== Excerpted data ==

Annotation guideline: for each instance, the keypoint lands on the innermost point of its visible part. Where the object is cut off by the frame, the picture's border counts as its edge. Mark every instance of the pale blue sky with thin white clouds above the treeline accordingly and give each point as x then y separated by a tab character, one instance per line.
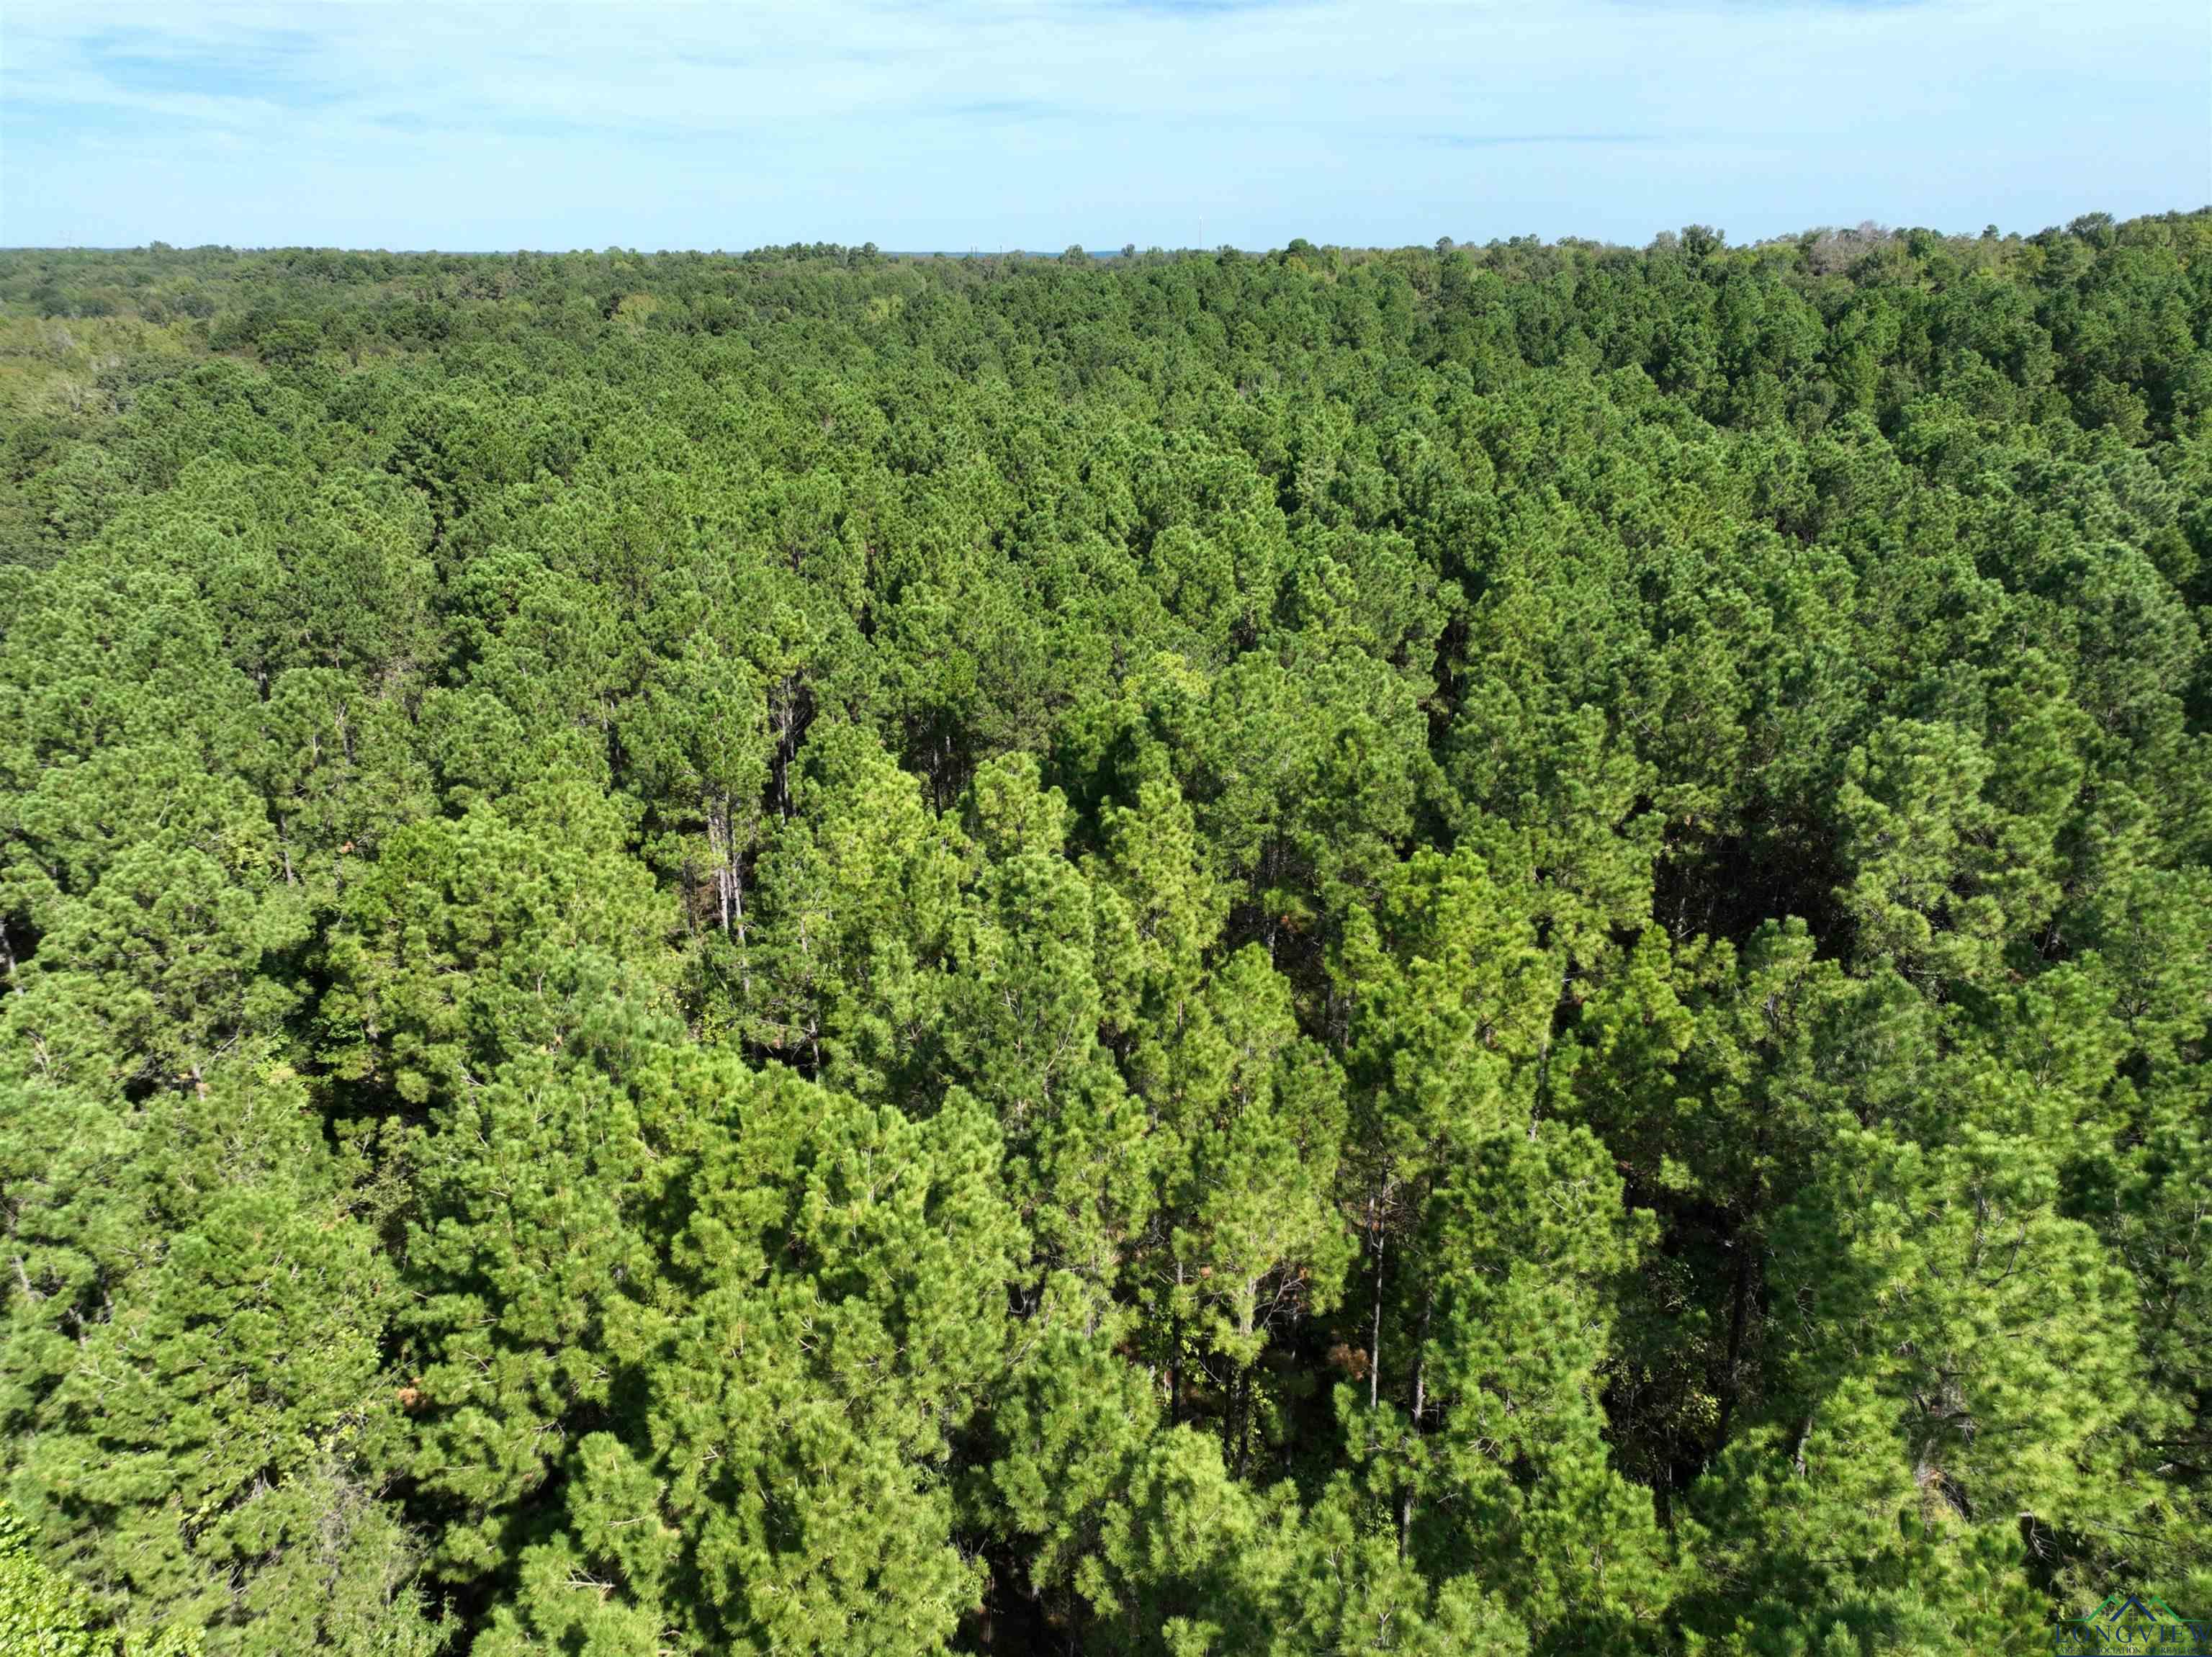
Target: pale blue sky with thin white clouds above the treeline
1041	123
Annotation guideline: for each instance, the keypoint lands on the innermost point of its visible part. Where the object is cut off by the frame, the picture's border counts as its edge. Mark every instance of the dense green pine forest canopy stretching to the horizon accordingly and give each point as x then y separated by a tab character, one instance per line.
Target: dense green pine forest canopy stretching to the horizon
1474	950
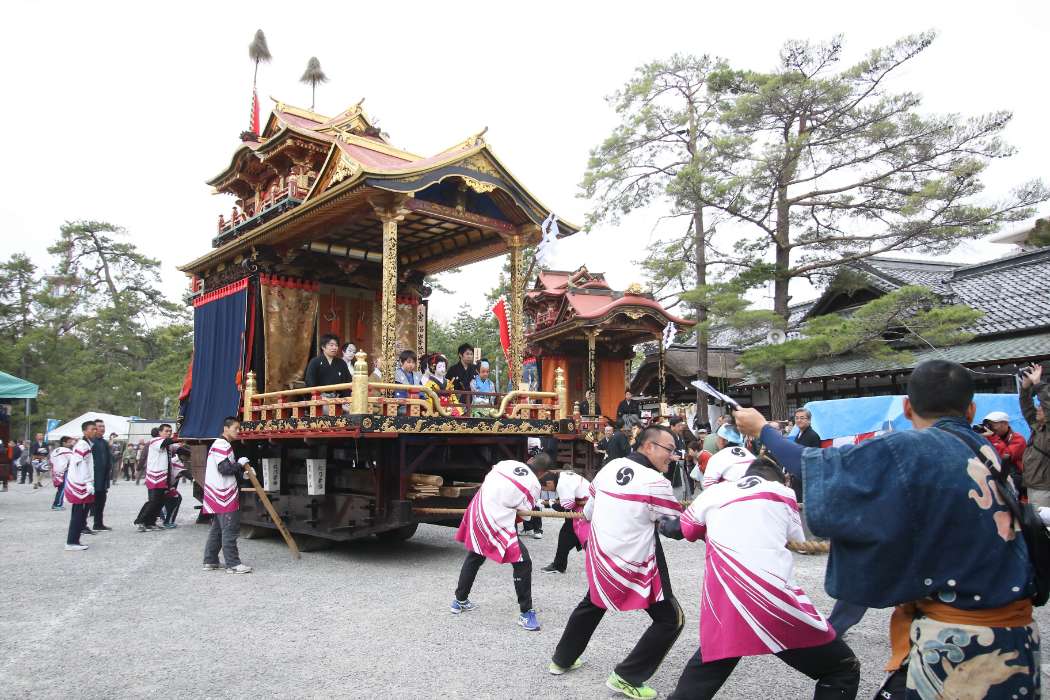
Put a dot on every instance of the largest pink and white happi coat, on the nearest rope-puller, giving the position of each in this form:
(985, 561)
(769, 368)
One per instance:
(750, 604)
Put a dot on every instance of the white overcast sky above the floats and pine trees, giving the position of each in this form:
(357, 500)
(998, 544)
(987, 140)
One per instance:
(121, 112)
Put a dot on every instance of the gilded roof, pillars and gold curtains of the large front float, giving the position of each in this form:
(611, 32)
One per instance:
(337, 229)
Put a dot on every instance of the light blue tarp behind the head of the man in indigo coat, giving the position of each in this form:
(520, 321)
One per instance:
(841, 418)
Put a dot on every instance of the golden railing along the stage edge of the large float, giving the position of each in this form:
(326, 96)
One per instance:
(366, 397)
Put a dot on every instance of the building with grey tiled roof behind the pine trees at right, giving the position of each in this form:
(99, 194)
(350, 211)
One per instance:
(1013, 292)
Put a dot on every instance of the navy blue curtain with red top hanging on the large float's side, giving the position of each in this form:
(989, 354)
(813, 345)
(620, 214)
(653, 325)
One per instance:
(219, 349)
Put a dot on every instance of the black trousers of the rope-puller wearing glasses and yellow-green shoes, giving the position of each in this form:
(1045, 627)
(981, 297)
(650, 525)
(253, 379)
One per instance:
(650, 650)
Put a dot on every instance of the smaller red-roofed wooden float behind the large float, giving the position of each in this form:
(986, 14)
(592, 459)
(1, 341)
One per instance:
(577, 323)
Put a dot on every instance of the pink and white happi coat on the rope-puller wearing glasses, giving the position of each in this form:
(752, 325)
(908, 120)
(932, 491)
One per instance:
(627, 500)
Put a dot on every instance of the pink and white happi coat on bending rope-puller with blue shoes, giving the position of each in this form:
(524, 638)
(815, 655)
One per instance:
(489, 525)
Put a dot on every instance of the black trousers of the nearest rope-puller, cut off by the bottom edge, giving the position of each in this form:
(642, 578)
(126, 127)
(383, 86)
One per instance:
(833, 666)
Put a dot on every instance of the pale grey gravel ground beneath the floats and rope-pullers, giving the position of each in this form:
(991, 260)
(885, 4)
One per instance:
(135, 617)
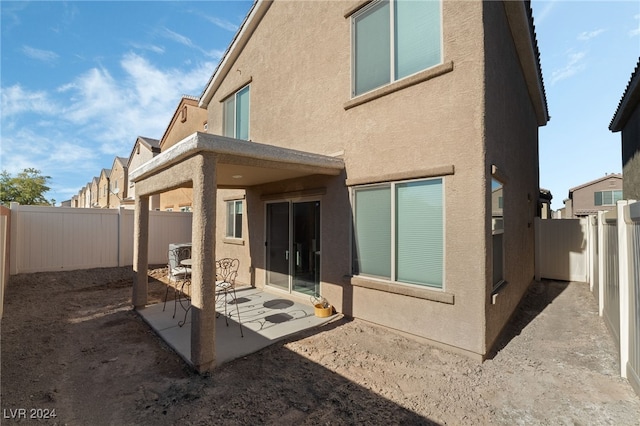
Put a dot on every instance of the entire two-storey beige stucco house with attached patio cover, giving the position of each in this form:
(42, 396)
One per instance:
(371, 160)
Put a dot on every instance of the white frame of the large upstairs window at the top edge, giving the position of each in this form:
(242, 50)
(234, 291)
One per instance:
(392, 60)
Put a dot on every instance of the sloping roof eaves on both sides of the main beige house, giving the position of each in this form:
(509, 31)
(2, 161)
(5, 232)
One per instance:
(519, 14)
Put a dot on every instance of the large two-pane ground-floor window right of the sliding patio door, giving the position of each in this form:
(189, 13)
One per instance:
(399, 231)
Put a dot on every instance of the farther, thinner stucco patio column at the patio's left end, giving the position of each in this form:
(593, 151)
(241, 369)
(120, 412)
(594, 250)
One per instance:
(140, 252)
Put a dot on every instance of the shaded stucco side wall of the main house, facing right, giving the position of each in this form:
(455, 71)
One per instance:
(511, 146)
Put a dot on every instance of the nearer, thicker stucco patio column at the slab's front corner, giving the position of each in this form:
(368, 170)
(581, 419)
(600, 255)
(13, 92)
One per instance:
(203, 270)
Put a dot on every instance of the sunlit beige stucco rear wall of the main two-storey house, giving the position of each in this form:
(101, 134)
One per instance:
(298, 63)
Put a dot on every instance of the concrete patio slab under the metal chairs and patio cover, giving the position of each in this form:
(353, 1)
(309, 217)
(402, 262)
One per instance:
(265, 317)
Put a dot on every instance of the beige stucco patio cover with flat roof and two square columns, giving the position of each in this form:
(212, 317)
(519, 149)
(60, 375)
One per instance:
(206, 162)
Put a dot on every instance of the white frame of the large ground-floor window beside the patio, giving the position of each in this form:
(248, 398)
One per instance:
(393, 259)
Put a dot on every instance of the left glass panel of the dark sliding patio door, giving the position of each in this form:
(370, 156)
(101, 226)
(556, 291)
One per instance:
(278, 245)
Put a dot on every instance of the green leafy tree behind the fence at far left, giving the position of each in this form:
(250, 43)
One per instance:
(27, 187)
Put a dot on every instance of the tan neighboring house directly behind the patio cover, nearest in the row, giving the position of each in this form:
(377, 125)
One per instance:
(187, 119)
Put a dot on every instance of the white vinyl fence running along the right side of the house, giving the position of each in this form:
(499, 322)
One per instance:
(603, 250)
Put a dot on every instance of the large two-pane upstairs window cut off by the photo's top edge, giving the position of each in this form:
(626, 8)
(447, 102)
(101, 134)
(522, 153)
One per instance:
(393, 39)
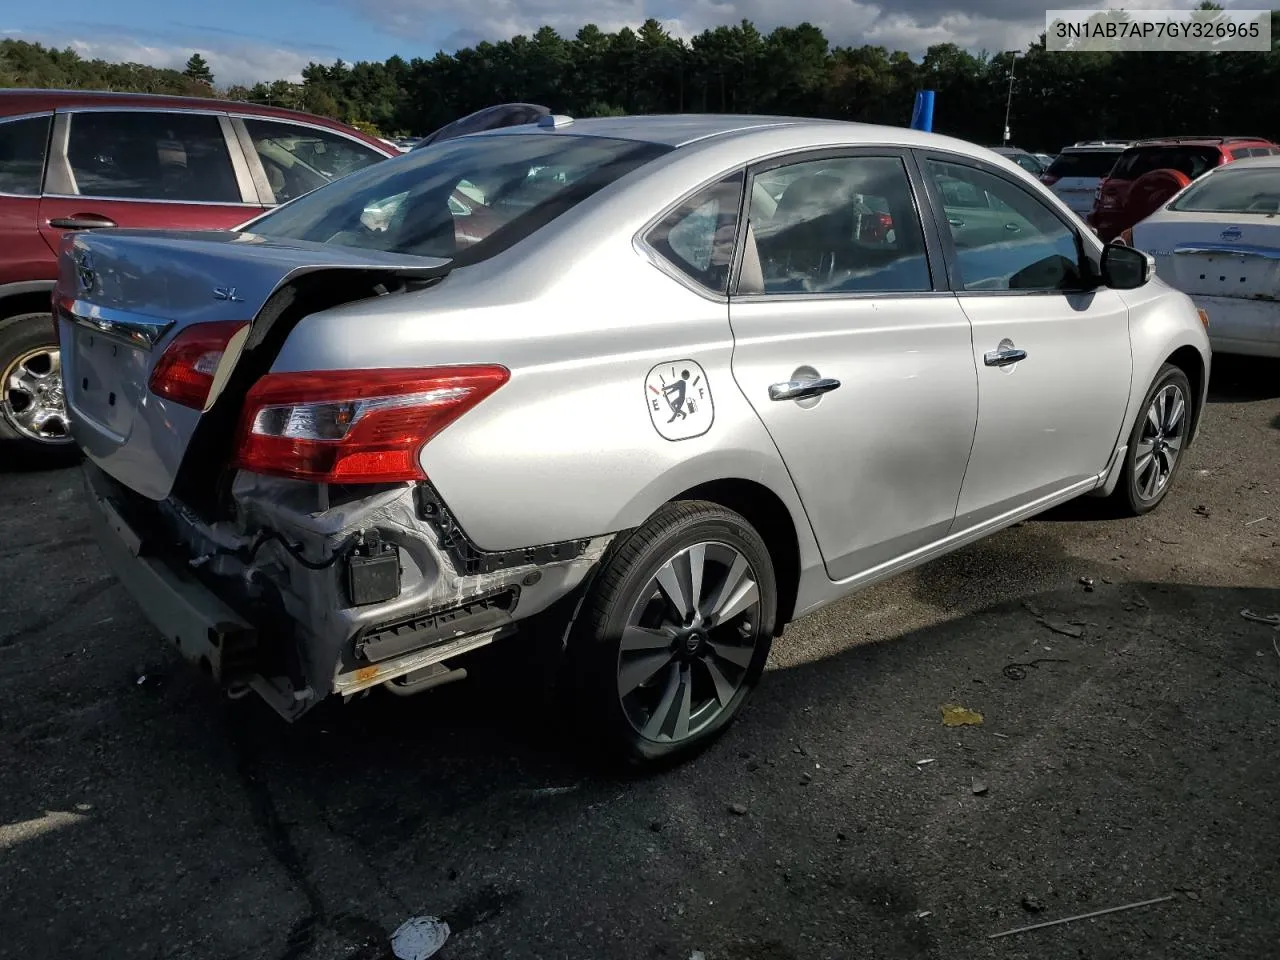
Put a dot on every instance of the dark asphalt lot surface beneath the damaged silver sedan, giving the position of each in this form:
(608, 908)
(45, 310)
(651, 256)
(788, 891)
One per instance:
(1127, 753)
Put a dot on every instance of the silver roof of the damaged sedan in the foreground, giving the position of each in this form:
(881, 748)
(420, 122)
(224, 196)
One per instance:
(685, 130)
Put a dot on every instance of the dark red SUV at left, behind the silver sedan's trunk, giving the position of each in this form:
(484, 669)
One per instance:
(74, 161)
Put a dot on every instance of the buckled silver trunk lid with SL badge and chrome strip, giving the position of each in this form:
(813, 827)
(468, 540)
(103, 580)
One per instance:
(124, 296)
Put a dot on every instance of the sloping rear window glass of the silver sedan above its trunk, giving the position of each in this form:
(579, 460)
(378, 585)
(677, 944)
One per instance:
(464, 199)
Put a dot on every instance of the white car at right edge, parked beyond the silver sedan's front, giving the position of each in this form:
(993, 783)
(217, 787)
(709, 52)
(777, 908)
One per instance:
(1219, 241)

===

▶ [Exercise instructions]
Lines with the word "fence" in the data need counting; report the count alone.

▶ [Task solution]
2